[Extract to read start]
Generally, that is a very difficult (if not impossible) question to
answer: it does not show up in CT logs as problematic because the
attack looks like a common renewal. To determine whether it was a
staleness issue and that the certificate request is illegitimate, one
needs complimentary and historical DNS and IP and port liveness data
(particularly the latter is almost impossible to get).

We focus our data on potential cases that could be claimed
certificates for and for which there is DNS traffic on the Internet.
Our results show conclusively that the attack is practical for a large
number of cases.

> > In respect to high-risk targets, we are seeing significant staleness issues
> > for domains pointing to IP addresses at various cloud providers in our
> > study. Additionally, from our results, requesting the respective IP
> > addresses quickly and automatically is practical for an attacker.
> > Therefore, we would recommend to classify domains pointing to cloud
> > providers as high-risk targets; practically, this should be a decision made
> > by the operator and the standard should only inform the operator about the
> > issue and possible solution.

> Unfortunately domains pointing at cloud provoders is pretty common,
> and classifying those as high-risk would cause major issues for
> legimate users.

With our proposed solution, the only time the user would see a burden
is if a domain changed ownership legitimately while a certificate is
still valid (case 2), or if the certificate renewal lapsed (case 3).
In the normal case, legitimate users should see no difference and
encounter no issues. Naturally, system administrator experience is a
driving force for HTTPS adoption, and it is why we think our solution
has significant potential.
[Extract to read end]
[Stored data start]
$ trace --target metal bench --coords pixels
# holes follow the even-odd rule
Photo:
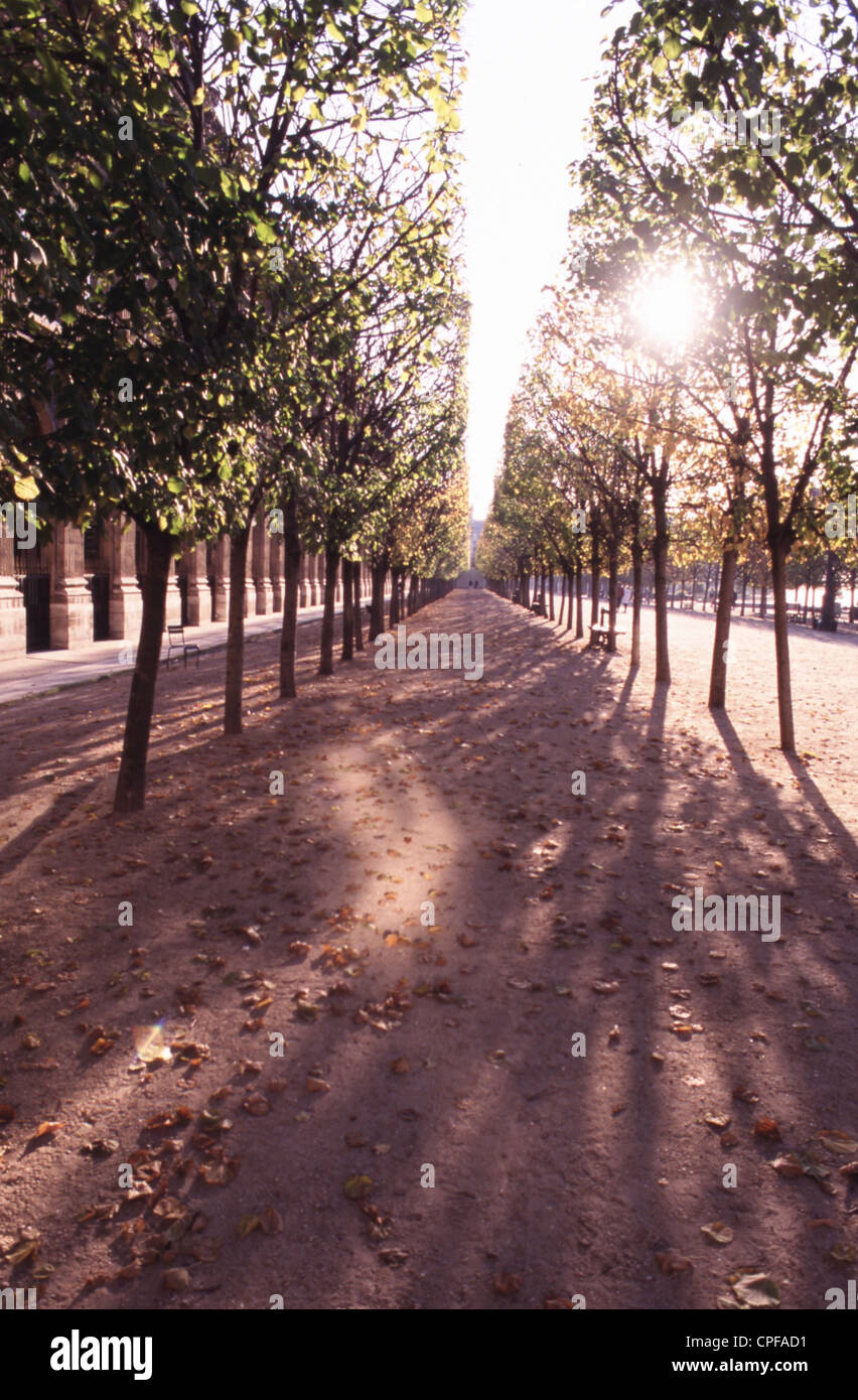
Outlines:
[Stored data end]
## Given task 1
In the certificate staleness discussion, why does the attack not show up in CT logs as problematic?
## Given task 2
List every kind of data that the certificate staleness discussion says is needed to determine whether a certificate request is illegitimate.
## Given task 3
Please echo the certificate staleness discussion from "In the normal" to "has significant potential.".

## Full solution 1
Because the attack looks like a common renewal.

## Full solution 2
DNS data, IP data and port liveness data, all complimentary and historical.

## Full solution 3
In the normal case, legitimate users should see no difference and
encounter no issues. Naturally, system administrator experience is a
driving force for HTTPS adoption, and it is why we think our solution
has significant potential.